### DATI GREZZI ###

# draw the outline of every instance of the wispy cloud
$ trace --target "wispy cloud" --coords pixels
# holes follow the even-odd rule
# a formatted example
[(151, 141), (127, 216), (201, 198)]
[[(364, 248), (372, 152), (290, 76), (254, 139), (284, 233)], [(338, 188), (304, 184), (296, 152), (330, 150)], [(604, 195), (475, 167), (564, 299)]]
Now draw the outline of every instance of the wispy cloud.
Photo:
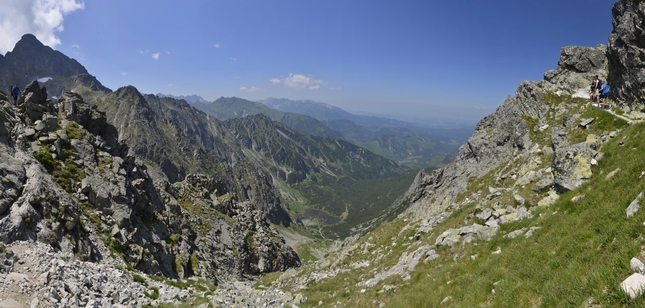
[(273, 84), (283, 84), (287, 87), (296, 90), (320, 90), (321, 85), (326, 85), (327, 81), (322, 79), (315, 79), (313, 75), (302, 75), (289, 73), (289, 77), (285, 78), (272, 78), (269, 80)]
[(0, 9), (0, 54), (13, 49), (25, 33), (56, 48), (56, 34), (62, 32), (64, 16), (85, 7), (80, 0), (2, 0)]
[(257, 92), (257, 91), (260, 91), (260, 90), (262, 90), (262, 89), (260, 89), (260, 88), (256, 88), (256, 87), (250, 87), (250, 88), (247, 88), (247, 87), (241, 87), (241, 88), (240, 88), (240, 91), (242, 91), (242, 92), (249, 92), (249, 93)]

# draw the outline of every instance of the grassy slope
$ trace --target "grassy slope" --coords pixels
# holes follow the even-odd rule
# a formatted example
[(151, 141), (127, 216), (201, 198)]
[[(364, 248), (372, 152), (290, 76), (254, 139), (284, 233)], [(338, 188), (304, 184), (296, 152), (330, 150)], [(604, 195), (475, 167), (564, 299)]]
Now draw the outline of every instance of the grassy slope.
[[(625, 214), (626, 207), (645, 189), (645, 178), (641, 178), (645, 171), (645, 124), (626, 126), (609, 113), (590, 107), (584, 112), (583, 117), (596, 120), (589, 130), (576, 133), (572, 139), (622, 129), (616, 138), (602, 145), (604, 158), (593, 167), (594, 176), (589, 182), (562, 195), (554, 205), (535, 209), (532, 218), (502, 225), (491, 241), (438, 248), (441, 257), (419, 263), (410, 280), (395, 275), (372, 288), (357, 286), (373, 277), (375, 271), (396, 264), (404, 251), (433, 244), (437, 235), (448, 228), (476, 222), (470, 214), (477, 204), (461, 207), (418, 240), (414, 228), (404, 228), (407, 222), (403, 219), (382, 225), (355, 244), (376, 244), (369, 253), (355, 249), (347, 256), (328, 256), (330, 260), (341, 259), (341, 268), (362, 260), (371, 260), (370, 266), (309, 281), (303, 290), (308, 301), (301, 307), (318, 306), (319, 301), (322, 306), (340, 302), (348, 307), (580, 307), (590, 298), (602, 307), (644, 306), (642, 297), (629, 300), (618, 286), (632, 273), (629, 260), (645, 257), (645, 210), (631, 218)], [(617, 169), (620, 171), (614, 177), (606, 179)], [(493, 181), (493, 174), (475, 181), (471, 189), (486, 187)], [(571, 198), (578, 195), (584, 197), (572, 202)], [(532, 237), (503, 237), (532, 226), (540, 227)], [(502, 253), (492, 254), (498, 247)], [(313, 270), (305, 267), (297, 277)], [(396, 290), (381, 292), (384, 285), (396, 286)]]

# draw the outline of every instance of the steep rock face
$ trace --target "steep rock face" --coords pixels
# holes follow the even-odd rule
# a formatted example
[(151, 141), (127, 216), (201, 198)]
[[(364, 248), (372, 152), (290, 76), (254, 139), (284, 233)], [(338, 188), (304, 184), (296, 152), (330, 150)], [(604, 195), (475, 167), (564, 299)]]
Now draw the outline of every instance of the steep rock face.
[[(525, 117), (545, 116), (548, 107), (540, 100), (537, 84), (523, 81), (516, 97), (506, 99), (495, 113), (477, 124), (475, 133), (459, 148), (453, 163), (415, 180), (418, 186), (409, 191), (413, 206), (408, 211), (418, 212), (421, 217), (445, 212), (466, 188), (469, 178), (480, 177), (500, 162), (512, 159), (518, 151), (529, 149), (532, 143)], [(437, 206), (426, 207), (430, 200)]]
[(587, 97), (591, 77), (607, 80), (607, 46), (566, 46), (560, 49), (558, 68), (544, 73), (538, 84), (545, 90)]
[(622, 0), (612, 9), (614, 26), (609, 36), (609, 84), (613, 97), (642, 109), (645, 96), (645, 3)]
[(214, 178), (154, 177), (105, 113), (75, 93), (46, 97), (37, 82), (15, 108), (0, 96), (1, 241), (38, 240), (83, 260), (102, 259), (106, 245), (146, 273), (212, 281), (300, 264), (253, 203)]
[[(587, 180), (591, 176), (591, 160), (597, 155), (594, 144), (569, 145), (568, 140), (560, 136), (564, 128), (546, 124), (549, 115), (553, 117), (553, 114), (566, 114), (567, 107), (551, 106), (548, 95), (553, 94), (545, 93), (587, 95), (591, 76), (606, 75), (603, 51), (602, 45), (595, 48), (565, 47), (561, 50), (557, 70), (548, 71), (545, 79), (539, 82), (521, 82), (515, 97), (509, 97), (493, 114), (477, 124), (475, 133), (462, 145), (452, 163), (431, 174), (420, 174), (417, 177), (406, 197), (402, 198), (412, 204), (406, 213), (416, 213), (420, 218), (431, 220), (441, 219), (451, 207), (458, 206), (454, 203), (455, 199), (460, 192), (466, 190), (471, 180), (485, 175), (504, 162), (543, 150), (554, 154), (552, 170), (524, 174), (518, 179), (518, 185), (539, 180), (536, 191), (553, 187), (564, 192)], [(565, 116), (562, 125), (575, 127), (573, 123), (581, 121), (579, 117), (580, 115)], [(542, 149), (531, 139), (532, 132), (547, 129), (552, 131), (552, 149)], [(541, 163), (541, 160), (537, 162)], [(522, 182), (525, 183), (521, 184)], [(491, 193), (495, 195), (494, 192)]]
[[(32, 34), (25, 34), (13, 51), (0, 56), (0, 89), (8, 91), (9, 86), (18, 83), (20, 89), (35, 79), (41, 79), (49, 93), (60, 96), (69, 91), (69, 84), (75, 79), (84, 79), (96, 91), (109, 92), (85, 67), (59, 51), (43, 45)], [(44, 79), (47, 78), (47, 79)]]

###

● ISTRUZIONI E REQUISITI: Ricopia carattere per carattere tutte le righe riportate sopra, tralasciando le immagini.

● RISULTATO DEL COMPITO:
# draw the outline of every instance of the wispy cloud
$ trace --target "wispy cloud" --coords pixels
# holes follow the even-odd rule
# a formatted example
[(151, 141), (127, 216), (201, 198)]
[[(364, 248), (372, 152), (290, 76), (254, 139), (284, 233)], [(338, 188), (304, 184), (296, 152), (330, 150)], [(604, 195), (475, 167), (564, 299)]]
Now draw the outline of every instance of the wispy cloud.
Photo:
[(273, 84), (283, 84), (287, 87), (296, 90), (320, 90), (321, 85), (326, 85), (327, 81), (322, 79), (315, 79), (313, 75), (302, 75), (289, 73), (289, 77), (285, 78), (272, 78), (269, 80)]
[(0, 9), (0, 54), (13, 49), (25, 33), (56, 48), (56, 34), (62, 32), (64, 16), (85, 7), (80, 0), (2, 0)]
[(257, 92), (257, 91), (260, 91), (260, 90), (262, 90), (262, 89), (260, 89), (260, 88), (256, 88), (256, 87), (250, 87), (250, 88), (247, 88), (247, 87), (241, 87), (241, 88), (240, 88), (240, 91), (242, 91), (242, 92), (249, 92), (249, 93)]

# draw the outline of every instance of the grassy slope
$ trace --target "grassy slope" --coords pixels
# holes follow the even-odd rule
# a formatted example
[(151, 141), (127, 216), (201, 198)]
[[(364, 248), (372, 152), (290, 76), (254, 139), (284, 233)], [(338, 188), (304, 184), (296, 152), (330, 150)], [(604, 195), (475, 167), (564, 299)]]
Now draw the outline of every instance of the grassy slope.
[[(625, 214), (626, 207), (645, 189), (645, 178), (641, 178), (645, 171), (645, 124), (626, 126), (609, 113), (590, 107), (584, 112), (583, 117), (596, 120), (589, 130), (576, 133), (572, 139), (622, 129), (616, 138), (602, 145), (604, 158), (593, 167), (594, 176), (589, 182), (562, 195), (554, 205), (535, 209), (532, 218), (502, 225), (491, 241), (438, 248), (441, 257), (419, 263), (410, 280), (395, 275), (372, 288), (357, 286), (373, 277), (375, 271), (396, 264), (404, 251), (433, 244), (437, 235), (448, 228), (476, 222), (470, 214), (477, 204), (461, 207), (418, 240), (414, 228), (404, 228), (407, 222), (403, 219), (382, 225), (355, 244), (376, 244), (369, 253), (355, 249), (347, 256), (328, 256), (330, 260), (341, 259), (341, 268), (362, 260), (371, 260), (370, 266), (309, 281), (303, 290), (308, 301), (301, 307), (318, 306), (319, 301), (322, 306), (340, 302), (348, 307), (580, 307), (590, 298), (602, 307), (644, 306), (642, 297), (629, 300), (618, 286), (632, 273), (629, 260), (645, 257), (645, 210), (631, 218)], [(617, 169), (620, 171), (614, 177), (606, 179)], [(493, 181), (493, 174), (475, 181), (471, 189), (486, 187)], [(571, 198), (578, 195), (584, 197), (572, 202)], [(532, 237), (503, 237), (532, 226), (540, 227)], [(502, 253), (492, 254), (498, 247)], [(313, 270), (305, 267), (297, 277)], [(396, 290), (381, 292), (384, 285), (396, 286)]]

# draw the outline of every instance of the steep rock face
$ trace --target "steep rock face" --coords pixels
# holes follow the even-odd rule
# a formatted example
[(151, 141), (127, 216), (201, 198)]
[[(364, 248), (372, 152), (290, 76), (254, 139), (284, 233)], [(338, 188), (304, 184), (296, 152), (330, 150)], [(604, 195), (475, 167), (564, 299)]]
Now draw the outline of every instance of the steep rock face.
[[(525, 117), (545, 116), (548, 107), (540, 100), (537, 84), (523, 81), (516, 97), (506, 99), (495, 113), (477, 124), (475, 133), (459, 148), (453, 163), (415, 180), (418, 186), (409, 191), (413, 206), (408, 211), (418, 212), (421, 217), (445, 212), (466, 188), (469, 178), (480, 177), (500, 162), (512, 159), (518, 151), (529, 149), (532, 143)], [(437, 206), (426, 207), (430, 200)]]
[(587, 97), (591, 77), (607, 80), (607, 46), (566, 46), (560, 49), (558, 68), (544, 73), (538, 84), (545, 90)]
[(622, 0), (612, 9), (614, 26), (609, 36), (609, 84), (613, 97), (642, 109), (645, 96), (645, 3)]
[(214, 178), (154, 177), (105, 113), (75, 93), (46, 97), (37, 82), (15, 108), (0, 96), (1, 241), (38, 240), (83, 260), (102, 259), (106, 245), (146, 273), (212, 281), (300, 264), (253, 203)]
[[(587, 180), (591, 176), (591, 160), (597, 155), (594, 144), (569, 145), (568, 140), (560, 136), (564, 128), (546, 124), (549, 115), (553, 117), (553, 114), (566, 114), (567, 107), (551, 106), (548, 95), (553, 94), (545, 93), (587, 95), (591, 76), (606, 75), (603, 51), (602, 45), (595, 48), (565, 47), (561, 50), (557, 70), (548, 71), (545, 79), (539, 82), (521, 82), (515, 97), (509, 97), (493, 114), (477, 124), (475, 133), (462, 145), (452, 163), (431, 174), (420, 174), (417, 177), (406, 197), (402, 198), (412, 204), (406, 213), (416, 213), (420, 218), (431, 220), (441, 219), (451, 207), (458, 206), (454, 203), (455, 199), (460, 192), (466, 190), (471, 180), (485, 175), (504, 162), (543, 150), (554, 154), (552, 170), (524, 174), (518, 179), (518, 185), (539, 180), (536, 191), (553, 187), (564, 192)], [(565, 116), (562, 125), (575, 127), (573, 123), (581, 121), (579, 117), (580, 115)], [(542, 149), (531, 139), (532, 132), (547, 129), (552, 131), (552, 149)], [(541, 163), (541, 160), (537, 162)], [(522, 182), (525, 183), (521, 184)], [(491, 193), (495, 195), (494, 192)]]
[[(32, 34), (25, 34), (13, 51), (0, 56), (0, 89), (8, 91), (9, 86), (18, 83), (20, 89), (35, 79), (41, 79), (49, 93), (60, 96), (69, 91), (69, 84), (75, 79), (84, 79), (96, 91), (109, 92), (85, 67), (59, 51), (43, 45)], [(44, 79), (47, 78), (47, 79)]]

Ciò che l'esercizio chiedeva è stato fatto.